**TRY IT**
Restate each record word for word, from the first to the last.

**Stored data entries**
● ● ● ● ● ● ●
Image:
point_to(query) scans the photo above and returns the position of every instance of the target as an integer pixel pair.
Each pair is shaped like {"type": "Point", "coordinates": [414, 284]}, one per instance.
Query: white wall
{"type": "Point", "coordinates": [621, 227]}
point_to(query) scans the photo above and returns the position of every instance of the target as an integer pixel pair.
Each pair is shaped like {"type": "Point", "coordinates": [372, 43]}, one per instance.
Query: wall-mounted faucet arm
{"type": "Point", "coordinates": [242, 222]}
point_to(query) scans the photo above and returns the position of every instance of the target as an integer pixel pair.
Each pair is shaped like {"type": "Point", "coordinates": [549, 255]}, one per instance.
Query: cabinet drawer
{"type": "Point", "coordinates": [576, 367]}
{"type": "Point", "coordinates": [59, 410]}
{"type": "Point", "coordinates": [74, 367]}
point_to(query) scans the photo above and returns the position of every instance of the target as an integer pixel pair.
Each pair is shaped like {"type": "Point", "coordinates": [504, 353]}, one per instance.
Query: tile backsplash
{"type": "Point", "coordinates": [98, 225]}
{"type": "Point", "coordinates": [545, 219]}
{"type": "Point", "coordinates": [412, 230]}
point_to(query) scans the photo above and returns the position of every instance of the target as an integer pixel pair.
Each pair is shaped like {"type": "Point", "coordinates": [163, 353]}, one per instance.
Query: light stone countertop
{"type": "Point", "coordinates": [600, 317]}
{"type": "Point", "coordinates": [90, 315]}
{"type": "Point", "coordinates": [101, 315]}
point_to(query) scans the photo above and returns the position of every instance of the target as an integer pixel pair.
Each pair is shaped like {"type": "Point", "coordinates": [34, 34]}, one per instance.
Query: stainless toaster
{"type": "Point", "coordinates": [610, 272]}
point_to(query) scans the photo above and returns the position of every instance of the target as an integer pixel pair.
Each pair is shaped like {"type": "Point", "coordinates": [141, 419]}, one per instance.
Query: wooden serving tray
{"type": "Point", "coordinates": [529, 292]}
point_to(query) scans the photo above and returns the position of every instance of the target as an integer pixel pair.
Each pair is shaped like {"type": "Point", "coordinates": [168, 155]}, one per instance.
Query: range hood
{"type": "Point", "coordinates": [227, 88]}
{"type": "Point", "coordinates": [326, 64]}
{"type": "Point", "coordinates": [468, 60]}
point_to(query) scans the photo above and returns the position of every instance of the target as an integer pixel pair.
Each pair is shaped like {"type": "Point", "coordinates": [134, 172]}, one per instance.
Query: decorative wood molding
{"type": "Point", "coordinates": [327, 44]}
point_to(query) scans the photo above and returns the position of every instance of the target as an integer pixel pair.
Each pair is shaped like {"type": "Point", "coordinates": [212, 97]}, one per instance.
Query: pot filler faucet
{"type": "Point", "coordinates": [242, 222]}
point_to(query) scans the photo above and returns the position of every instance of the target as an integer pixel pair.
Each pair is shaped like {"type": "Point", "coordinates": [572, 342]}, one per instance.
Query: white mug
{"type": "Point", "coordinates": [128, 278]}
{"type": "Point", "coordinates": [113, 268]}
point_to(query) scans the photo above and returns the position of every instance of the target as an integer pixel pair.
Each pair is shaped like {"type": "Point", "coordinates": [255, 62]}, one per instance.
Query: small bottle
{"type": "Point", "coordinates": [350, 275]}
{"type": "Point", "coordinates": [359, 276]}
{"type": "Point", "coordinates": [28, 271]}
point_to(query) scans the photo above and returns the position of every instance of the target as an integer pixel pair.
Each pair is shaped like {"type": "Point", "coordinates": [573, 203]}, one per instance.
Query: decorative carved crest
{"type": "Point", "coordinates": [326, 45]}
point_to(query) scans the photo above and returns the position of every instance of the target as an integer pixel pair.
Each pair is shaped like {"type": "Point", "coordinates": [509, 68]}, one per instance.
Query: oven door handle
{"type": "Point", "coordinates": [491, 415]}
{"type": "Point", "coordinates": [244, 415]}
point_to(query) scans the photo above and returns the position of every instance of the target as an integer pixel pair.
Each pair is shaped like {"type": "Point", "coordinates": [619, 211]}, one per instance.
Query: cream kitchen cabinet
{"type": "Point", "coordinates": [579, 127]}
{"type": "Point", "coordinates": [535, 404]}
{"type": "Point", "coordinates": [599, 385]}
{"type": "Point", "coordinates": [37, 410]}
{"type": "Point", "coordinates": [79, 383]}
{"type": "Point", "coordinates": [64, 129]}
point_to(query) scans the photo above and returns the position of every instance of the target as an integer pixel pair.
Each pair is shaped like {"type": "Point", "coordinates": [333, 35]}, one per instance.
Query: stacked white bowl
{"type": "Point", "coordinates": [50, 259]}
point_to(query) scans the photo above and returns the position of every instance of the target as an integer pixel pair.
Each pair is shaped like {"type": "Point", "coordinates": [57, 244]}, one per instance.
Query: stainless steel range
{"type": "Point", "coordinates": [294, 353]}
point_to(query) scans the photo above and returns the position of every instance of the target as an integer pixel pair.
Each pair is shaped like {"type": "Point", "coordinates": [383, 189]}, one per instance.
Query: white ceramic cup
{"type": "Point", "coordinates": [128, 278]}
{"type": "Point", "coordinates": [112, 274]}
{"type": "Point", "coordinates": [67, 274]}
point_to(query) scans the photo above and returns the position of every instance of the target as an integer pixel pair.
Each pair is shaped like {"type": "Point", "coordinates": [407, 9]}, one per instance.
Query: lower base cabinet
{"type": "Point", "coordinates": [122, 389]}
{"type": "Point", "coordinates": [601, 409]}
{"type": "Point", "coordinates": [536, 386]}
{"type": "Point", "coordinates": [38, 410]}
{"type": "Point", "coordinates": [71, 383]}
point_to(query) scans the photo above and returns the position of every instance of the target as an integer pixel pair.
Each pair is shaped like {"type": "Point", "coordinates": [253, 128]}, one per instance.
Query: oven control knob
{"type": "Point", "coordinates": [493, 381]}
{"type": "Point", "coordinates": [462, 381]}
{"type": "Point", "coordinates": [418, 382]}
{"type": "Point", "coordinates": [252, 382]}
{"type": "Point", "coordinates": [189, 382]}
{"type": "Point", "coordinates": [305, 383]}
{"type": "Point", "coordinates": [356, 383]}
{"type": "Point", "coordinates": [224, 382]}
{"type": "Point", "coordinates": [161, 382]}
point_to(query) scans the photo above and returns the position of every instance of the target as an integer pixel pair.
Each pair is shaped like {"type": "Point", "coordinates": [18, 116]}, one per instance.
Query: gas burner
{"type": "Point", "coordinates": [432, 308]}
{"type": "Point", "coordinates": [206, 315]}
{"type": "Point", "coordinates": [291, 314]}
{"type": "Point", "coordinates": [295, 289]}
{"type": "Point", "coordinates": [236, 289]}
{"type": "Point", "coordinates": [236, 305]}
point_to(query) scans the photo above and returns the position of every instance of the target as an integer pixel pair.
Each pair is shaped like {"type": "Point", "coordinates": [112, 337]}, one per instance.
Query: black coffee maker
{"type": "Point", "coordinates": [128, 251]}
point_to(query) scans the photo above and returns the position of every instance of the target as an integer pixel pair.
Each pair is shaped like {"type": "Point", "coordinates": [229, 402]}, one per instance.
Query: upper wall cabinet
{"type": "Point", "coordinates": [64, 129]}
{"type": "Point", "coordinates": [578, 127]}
● ● ● ● ● ● ●
**EXERCISE ANSWER**
Image:
point_to(query) scans the photo above and returns the position of every instance of the target as an integer pixel pair.
Each pair is shaped like {"type": "Point", "coordinates": [414, 284]}, one per instance.
Query: white wall
{"type": "Point", "coordinates": [621, 227]}
point_to(query) scans the photo above and returns the position of every instance of the target as an integer pixel pair.
Each pair is shaped like {"type": "Point", "coordinates": [372, 43]}, one per instance.
Query: wall-mounted faucet arm
{"type": "Point", "coordinates": [242, 222]}
point_to(query) scans the photo above and returns the position of every instance of the target as an integer pixel pair.
Each pair is shaped like {"type": "Point", "coordinates": [549, 255]}, one per instance.
Query: cabinet drawer
{"type": "Point", "coordinates": [576, 367]}
{"type": "Point", "coordinates": [59, 410]}
{"type": "Point", "coordinates": [74, 367]}
point_to(query) scans the photo above and returns the position of every instance of the target as an integer pixel pair.
Each pair is shaped like {"type": "Point", "coordinates": [504, 353]}, one per instance.
Query: tile backsplash
{"type": "Point", "coordinates": [98, 225]}
{"type": "Point", "coordinates": [545, 219]}
{"type": "Point", "coordinates": [412, 230]}
point_to(query) scans the photo above and returns the position of every instance of the target as an integer pixel pair.
Each pair is shaped like {"type": "Point", "coordinates": [163, 353]}, one per instance.
Query: light stone countertop
{"type": "Point", "coordinates": [600, 317]}
{"type": "Point", "coordinates": [90, 315]}
{"type": "Point", "coordinates": [101, 315]}
point_to(query) scans the photo above and returns the position of every instance of the target as an integer pixel pair.
Each pair is shaped like {"type": "Point", "coordinates": [34, 34]}, one per instance.
Query: stainless toaster
{"type": "Point", "coordinates": [610, 272]}
point_to(query) scans the photo above and returns the position of every instance of the target as an integer pixel pair.
Each pair is shaped like {"type": "Point", "coordinates": [141, 419]}, one per instance.
Query: wooden serving tray
{"type": "Point", "coordinates": [529, 292]}
point_to(query) scans the photo above and returns the position of every instance of the target as an integer pixel pair.
Each pair is shaped like {"type": "Point", "coordinates": [168, 155]}, one per instance.
Query: range hood
{"type": "Point", "coordinates": [227, 88]}
{"type": "Point", "coordinates": [326, 64]}
{"type": "Point", "coordinates": [468, 60]}
point_to(query) scans the photo above and returns the position of every instance of the target as an integer pixel pair.
Each pair is shaped like {"type": "Point", "coordinates": [134, 172]}, one per instance.
Query: decorative wood molding
{"type": "Point", "coordinates": [327, 44]}
point_to(query) scans the photo above and returns the position of every instance of the target as an integer pixel pair.
Each pair is shaped like {"type": "Point", "coordinates": [212, 97]}, one per instance.
Query: pot filler faucet
{"type": "Point", "coordinates": [242, 222]}
point_to(query) scans the photo above and returns the position of every instance of the target as an integer pixel pair.
Each pair is shaped like {"type": "Point", "coordinates": [572, 342]}, one per instance.
Query: white mug
{"type": "Point", "coordinates": [128, 278]}
{"type": "Point", "coordinates": [113, 268]}
point_to(query) scans the photo above and returns the position of every instance of the target as an integer pixel pair.
Each pair is shaped like {"type": "Point", "coordinates": [255, 62]}, one per instance.
Query: small bottle
{"type": "Point", "coordinates": [350, 275]}
{"type": "Point", "coordinates": [359, 276]}
{"type": "Point", "coordinates": [28, 271]}
point_to(query) scans the photo above and returns the position of every instance of the target as an integer pixel pair.
Each pair is shaped like {"type": "Point", "coordinates": [573, 203]}, one per instance.
Query: decorative carved crest
{"type": "Point", "coordinates": [326, 45]}
point_to(query) scans the photo above and returns the position of every instance of the target as an integer pixel pair.
Each pair is shaped like {"type": "Point", "coordinates": [509, 68]}, one per instance.
Query: oven door handle
{"type": "Point", "coordinates": [491, 415]}
{"type": "Point", "coordinates": [244, 415]}
point_to(query) scans the photo above and returns the position of every instance of the target as an integer pixel pair.
Each pair is shaped like {"type": "Point", "coordinates": [619, 211]}, one per instance.
Query: cream kitchen cabinet
{"type": "Point", "coordinates": [579, 127]}
{"type": "Point", "coordinates": [535, 404]}
{"type": "Point", "coordinates": [599, 385]}
{"type": "Point", "coordinates": [37, 410]}
{"type": "Point", "coordinates": [79, 383]}
{"type": "Point", "coordinates": [64, 129]}
point_to(query) scans the photo above and returns the position of every instance of the target as an integer pixel pair.
Each pair is shaped like {"type": "Point", "coordinates": [333, 35]}, one per instance.
Query: stacked white bowl
{"type": "Point", "coordinates": [50, 259]}
point_to(query) scans the photo above and returns the position of every instance of the target as an integer pixel pair.
Each pair is shaped like {"type": "Point", "coordinates": [57, 244]}, one per instance.
Query: stainless steel range
{"type": "Point", "coordinates": [294, 353]}
point_to(query) scans the photo above and returns the position of every instance of the target as an integer pixel pair.
Each pair is shaped like {"type": "Point", "coordinates": [383, 189]}, one per instance.
Query: white ceramic cup
{"type": "Point", "coordinates": [128, 278]}
{"type": "Point", "coordinates": [112, 274]}
{"type": "Point", "coordinates": [67, 274]}
point_to(query) scans the photo above and returns the position of every instance of the target as an integer pixel pair.
Each pair is shaped like {"type": "Point", "coordinates": [407, 9]}, one per instance.
Query: lower base cabinet
{"type": "Point", "coordinates": [122, 389]}
{"type": "Point", "coordinates": [601, 409]}
{"type": "Point", "coordinates": [536, 386]}
{"type": "Point", "coordinates": [38, 410]}
{"type": "Point", "coordinates": [71, 383]}
point_to(query) scans the photo above and returns the position of every instance of the target as an integer pixel pair.
Each pair is shaped like {"type": "Point", "coordinates": [253, 128]}, one per instance.
Query: oven control knob
{"type": "Point", "coordinates": [493, 381]}
{"type": "Point", "coordinates": [462, 381]}
{"type": "Point", "coordinates": [418, 382]}
{"type": "Point", "coordinates": [252, 382]}
{"type": "Point", "coordinates": [189, 382]}
{"type": "Point", "coordinates": [305, 383]}
{"type": "Point", "coordinates": [356, 383]}
{"type": "Point", "coordinates": [224, 382]}
{"type": "Point", "coordinates": [161, 382]}
point_to(query) scans the photo above and returns the position of every instance of the target as an integer pixel pair.
Each pair is shaped like {"type": "Point", "coordinates": [18, 116]}, one per instance.
Query: gas burner
{"type": "Point", "coordinates": [432, 308]}
{"type": "Point", "coordinates": [206, 315]}
{"type": "Point", "coordinates": [291, 314]}
{"type": "Point", "coordinates": [295, 289]}
{"type": "Point", "coordinates": [236, 289]}
{"type": "Point", "coordinates": [236, 305]}
point_to(query) scans the photo above and returns the position of every instance of the target as an integer pixel pair.
Each pair is shaped like {"type": "Point", "coordinates": [112, 337]}, one per instance.
Query: black coffee maker
{"type": "Point", "coordinates": [128, 251]}
point_to(query) scans the photo above and returns the position of every instance of the target as an integer pixel pair.
Each pair is shaped like {"type": "Point", "coordinates": [229, 402]}, one per instance.
Query: upper wall cabinet
{"type": "Point", "coordinates": [64, 129]}
{"type": "Point", "coordinates": [578, 127]}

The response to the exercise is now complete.